WHAT YOU ARE ASKED TO DO: Give a verbatim repeat of the lines that run from the line containing "TARGET = rope climbing net" to the end of the data below.

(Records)
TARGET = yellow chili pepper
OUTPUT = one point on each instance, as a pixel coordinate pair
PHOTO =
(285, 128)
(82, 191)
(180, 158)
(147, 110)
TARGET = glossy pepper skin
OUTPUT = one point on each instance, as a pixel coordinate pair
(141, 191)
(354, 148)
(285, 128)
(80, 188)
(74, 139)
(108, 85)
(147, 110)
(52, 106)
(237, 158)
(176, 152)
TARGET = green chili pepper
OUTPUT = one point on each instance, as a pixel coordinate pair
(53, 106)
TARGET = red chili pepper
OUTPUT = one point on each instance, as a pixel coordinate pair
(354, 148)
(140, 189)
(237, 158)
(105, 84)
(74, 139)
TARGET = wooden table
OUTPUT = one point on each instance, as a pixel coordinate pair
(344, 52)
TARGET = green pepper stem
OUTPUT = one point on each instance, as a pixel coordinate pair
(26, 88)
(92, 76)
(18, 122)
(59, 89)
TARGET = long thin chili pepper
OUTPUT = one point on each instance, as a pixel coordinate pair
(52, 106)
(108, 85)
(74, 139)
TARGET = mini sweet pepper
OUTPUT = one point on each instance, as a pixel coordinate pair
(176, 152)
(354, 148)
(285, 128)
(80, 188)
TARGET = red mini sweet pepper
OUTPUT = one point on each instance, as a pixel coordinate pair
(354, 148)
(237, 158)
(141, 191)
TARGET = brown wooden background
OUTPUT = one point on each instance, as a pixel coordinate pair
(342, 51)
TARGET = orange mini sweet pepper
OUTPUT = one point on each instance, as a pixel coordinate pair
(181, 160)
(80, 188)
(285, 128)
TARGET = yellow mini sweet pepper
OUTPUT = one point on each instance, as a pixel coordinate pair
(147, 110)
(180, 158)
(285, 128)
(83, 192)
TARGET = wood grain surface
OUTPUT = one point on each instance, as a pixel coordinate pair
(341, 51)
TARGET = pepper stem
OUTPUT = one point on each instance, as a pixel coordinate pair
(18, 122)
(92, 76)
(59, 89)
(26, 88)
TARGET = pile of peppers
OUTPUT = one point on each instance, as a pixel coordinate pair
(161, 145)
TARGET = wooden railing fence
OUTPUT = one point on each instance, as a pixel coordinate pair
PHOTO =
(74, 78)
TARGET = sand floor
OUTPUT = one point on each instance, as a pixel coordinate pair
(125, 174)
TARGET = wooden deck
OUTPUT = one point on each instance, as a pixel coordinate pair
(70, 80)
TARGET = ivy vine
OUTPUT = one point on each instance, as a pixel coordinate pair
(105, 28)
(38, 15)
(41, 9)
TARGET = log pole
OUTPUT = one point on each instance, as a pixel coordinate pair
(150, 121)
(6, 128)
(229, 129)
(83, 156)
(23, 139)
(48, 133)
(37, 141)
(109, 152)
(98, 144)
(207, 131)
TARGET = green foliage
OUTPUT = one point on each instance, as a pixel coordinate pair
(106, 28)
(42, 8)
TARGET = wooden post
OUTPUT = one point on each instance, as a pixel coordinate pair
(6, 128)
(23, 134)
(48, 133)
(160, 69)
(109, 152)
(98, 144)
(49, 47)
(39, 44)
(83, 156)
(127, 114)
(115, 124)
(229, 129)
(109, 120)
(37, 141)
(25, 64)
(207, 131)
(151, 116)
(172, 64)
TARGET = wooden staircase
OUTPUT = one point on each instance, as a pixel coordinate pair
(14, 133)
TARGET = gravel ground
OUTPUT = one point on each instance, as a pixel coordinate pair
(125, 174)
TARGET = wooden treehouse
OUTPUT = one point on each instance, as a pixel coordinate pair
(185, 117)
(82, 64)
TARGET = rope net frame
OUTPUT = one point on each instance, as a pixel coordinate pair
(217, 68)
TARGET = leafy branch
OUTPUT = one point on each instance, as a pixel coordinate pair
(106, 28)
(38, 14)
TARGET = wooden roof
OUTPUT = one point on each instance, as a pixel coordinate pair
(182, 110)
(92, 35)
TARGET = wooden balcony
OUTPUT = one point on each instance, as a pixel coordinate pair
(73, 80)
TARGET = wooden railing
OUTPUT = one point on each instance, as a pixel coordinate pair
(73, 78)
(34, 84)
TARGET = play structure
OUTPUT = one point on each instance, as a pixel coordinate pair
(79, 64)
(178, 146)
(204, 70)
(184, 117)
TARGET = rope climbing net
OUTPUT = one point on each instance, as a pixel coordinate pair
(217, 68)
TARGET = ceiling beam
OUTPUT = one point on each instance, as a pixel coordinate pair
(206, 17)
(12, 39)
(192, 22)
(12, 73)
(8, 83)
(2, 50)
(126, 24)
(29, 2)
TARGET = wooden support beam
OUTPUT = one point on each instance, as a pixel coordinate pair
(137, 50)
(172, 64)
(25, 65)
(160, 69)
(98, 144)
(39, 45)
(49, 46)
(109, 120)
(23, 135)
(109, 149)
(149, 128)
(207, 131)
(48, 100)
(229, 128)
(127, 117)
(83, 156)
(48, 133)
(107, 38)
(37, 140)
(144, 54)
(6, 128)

RESULT OF THIS TASK:
TARGET = rope climbing net
OUTPUT = one point on each instance, as a pixel coordinate pair
(217, 68)
TARGET = ceiling beam
OUTPUT = one point on each instance, as a pixel coordinate pair
(206, 17)
(12, 39)
(192, 22)
(12, 73)
(8, 83)
(2, 50)
(126, 24)
(29, 2)
TARGET = wooden support beam
OUTPUT = one point on each instance, as a pixel coordinate pair
(137, 50)
(172, 64)
(25, 65)
(160, 69)
(98, 144)
(39, 45)
(49, 46)
(109, 120)
(23, 135)
(109, 149)
(149, 128)
(207, 131)
(48, 100)
(229, 128)
(127, 117)
(83, 156)
(48, 133)
(107, 38)
(37, 140)
(144, 54)
(6, 128)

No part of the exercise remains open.